**The problem**
Please copy the entries below word for word, keeping every line unchanged and in the same order.

**Information provided**

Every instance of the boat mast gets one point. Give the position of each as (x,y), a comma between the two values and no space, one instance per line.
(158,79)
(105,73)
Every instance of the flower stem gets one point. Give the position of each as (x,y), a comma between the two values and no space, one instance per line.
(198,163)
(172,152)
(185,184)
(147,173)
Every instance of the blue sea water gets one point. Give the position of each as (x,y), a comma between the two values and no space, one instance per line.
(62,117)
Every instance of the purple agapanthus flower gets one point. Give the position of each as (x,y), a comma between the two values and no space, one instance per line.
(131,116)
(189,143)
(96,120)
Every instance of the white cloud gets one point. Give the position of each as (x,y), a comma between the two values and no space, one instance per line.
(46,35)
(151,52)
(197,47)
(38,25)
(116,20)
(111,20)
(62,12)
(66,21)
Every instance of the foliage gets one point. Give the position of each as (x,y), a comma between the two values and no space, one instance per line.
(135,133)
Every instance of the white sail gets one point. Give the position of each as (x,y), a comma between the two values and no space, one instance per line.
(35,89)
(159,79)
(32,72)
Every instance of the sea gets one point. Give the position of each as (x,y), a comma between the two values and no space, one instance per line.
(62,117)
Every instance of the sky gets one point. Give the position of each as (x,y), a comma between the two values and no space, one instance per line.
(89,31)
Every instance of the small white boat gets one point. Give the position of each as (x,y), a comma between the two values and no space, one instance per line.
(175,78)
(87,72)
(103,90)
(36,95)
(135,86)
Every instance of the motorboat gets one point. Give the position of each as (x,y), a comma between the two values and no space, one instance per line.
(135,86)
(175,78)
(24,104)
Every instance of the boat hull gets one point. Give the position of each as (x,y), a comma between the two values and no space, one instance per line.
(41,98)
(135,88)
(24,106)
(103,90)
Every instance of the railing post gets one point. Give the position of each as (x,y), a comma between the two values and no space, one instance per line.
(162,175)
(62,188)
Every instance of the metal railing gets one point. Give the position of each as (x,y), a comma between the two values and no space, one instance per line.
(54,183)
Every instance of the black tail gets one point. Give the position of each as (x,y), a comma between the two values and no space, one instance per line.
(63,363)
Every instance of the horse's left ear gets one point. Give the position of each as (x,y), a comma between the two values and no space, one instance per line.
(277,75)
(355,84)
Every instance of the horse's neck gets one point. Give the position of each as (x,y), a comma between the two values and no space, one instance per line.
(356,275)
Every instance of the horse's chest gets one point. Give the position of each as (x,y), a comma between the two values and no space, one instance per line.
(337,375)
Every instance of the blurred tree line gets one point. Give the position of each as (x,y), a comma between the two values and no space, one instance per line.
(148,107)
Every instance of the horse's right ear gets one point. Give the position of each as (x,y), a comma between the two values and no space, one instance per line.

**Solution to this exercise**
Every instance of the boat mast gets one point. Give the position of each as (x,y), a comma between the two values and no space, one instance per line.
(158,79)
(105,73)
Every instance of the flower stem gets one point. Give the position of each as (x,y), a comma between the two values and no space, one instance per line.
(198,163)
(172,152)
(185,184)
(147,173)
Every instance of the blue sea water gets one point. Give the position of each as (x,y), a comma between the two values and no space, one instance per line.
(62,117)
Every instance of the purple agapanthus flower gets one point. Give the position of each as (x,y), a comma between the two values and no space, one instance per line.
(131,116)
(189,143)
(96,120)
Every instance of the white cloud gets one point. Give the position of each as (x,y), a comma between the two values and no space, one instance per line.
(46,35)
(151,52)
(197,47)
(38,25)
(116,20)
(111,20)
(62,12)
(66,21)
Every instance of the foliage gets one point. Give the position of each as (x,y), a comma between the two values and no space, one instance per line.
(135,133)
Every instance of the white sail gets one point. Give the position of each as (x,y), a comma between the two values and no space, one instance per line.
(35,89)
(159,79)
(32,72)
Every instance of the sea gets one point. Give the position of each as (x,y), a comma between the two values and no space, one instance per line.
(62,117)
Every instance of the sky gets one point. Give the position of each as (x,y), a comma between the two values and no space, one instance per line.
(89,31)
Every instance of the small white boat gets one point. Give the position of each as (x,y), a comma between the two values and no space, one instance per line.
(175,78)
(87,72)
(103,90)
(36,95)
(135,86)
Every instance of the motorboat gets one point. Give the position of each as (x,y), a comma between the two values and no space, one instance per line.
(135,86)
(175,78)
(24,104)
Every instance of the boat hull gets one point. Give the position of each as (x,y), a comma between the two values and no space, one instance per line.
(41,98)
(135,88)
(24,106)
(103,90)
Every instance of the railing post gets one point. Give the position of each as (x,y), a comma between the two values and no space, one instance per line.
(162,175)
(62,188)
Every instance of the metal railing gets one point. Give the position of each as (x,y), a comma between the two values and no space, one instance per line.
(54,183)
Every instance of the black tail gets one point. Give the position of each as (x,y), a comma between the two values and no space, one instance per line.
(63,363)
Every instance of the horse's left ear gets one point. Give the position of each as (x,y), a comma between the two values and no space, one instance per line.
(277,75)
(355,84)
Every instance of the horse's neck gets one point. Give the position of each as (x,y), a comma between the two values and no space, one instance per line.
(356,275)
Every instance of the horse's chest gets one point. Give the position of each as (x,y), a comma between the two values and no space, one instance per line.
(337,375)
Every instance of the blurred tree line gets one point. Give the position of each as (x,y), a comma between the two values and no space, one instance per line.
(148,107)
Every instance of the horse's right ear gets one point. Give the position of each as (x,y), a comma between the two values and no space, one instance per line.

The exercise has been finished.